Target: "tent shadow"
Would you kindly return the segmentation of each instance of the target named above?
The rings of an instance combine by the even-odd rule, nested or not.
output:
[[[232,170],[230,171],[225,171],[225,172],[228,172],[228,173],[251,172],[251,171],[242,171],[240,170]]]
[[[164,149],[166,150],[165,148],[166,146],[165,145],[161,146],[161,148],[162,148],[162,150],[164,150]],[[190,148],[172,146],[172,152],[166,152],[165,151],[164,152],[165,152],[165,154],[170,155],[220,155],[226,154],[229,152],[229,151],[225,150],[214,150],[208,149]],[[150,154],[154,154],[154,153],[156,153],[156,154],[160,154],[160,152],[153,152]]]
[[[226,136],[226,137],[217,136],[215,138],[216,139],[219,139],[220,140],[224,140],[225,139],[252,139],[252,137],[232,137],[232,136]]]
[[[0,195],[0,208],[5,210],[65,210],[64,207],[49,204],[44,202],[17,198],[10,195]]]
+--
Task to complete: Can you rewrite the material above so that "tent shadow" becomes "tree shadow" and nothing else changes?

Answer below:
Target: "tree shadow"
Would you kindly return the segmentation of each instance of the target named above?
The rings of an instance combine by the even-odd rule, nested or not.
output:
[[[232,170],[230,171],[225,171],[225,172],[228,172],[228,173],[251,172],[251,171],[242,171],[240,170]]]
[[[164,149],[166,150],[165,148],[166,146],[165,145],[161,146],[161,148],[162,148],[162,150],[164,150]],[[190,148],[172,146],[172,152],[166,152],[165,151],[164,152],[165,152],[165,154],[170,155],[220,155],[226,154],[229,152],[229,151],[225,150],[214,150],[208,149]],[[150,154],[154,154],[154,153],[156,153],[156,154],[160,154],[160,152],[153,152]]]
[[[226,136],[226,137],[217,136],[215,138],[216,139],[219,139],[220,140],[224,140],[225,139],[252,139],[252,137],[232,137],[232,136]]]
[[[0,195],[0,208],[5,210],[65,210],[64,207],[49,204],[44,202],[17,198],[10,195]]]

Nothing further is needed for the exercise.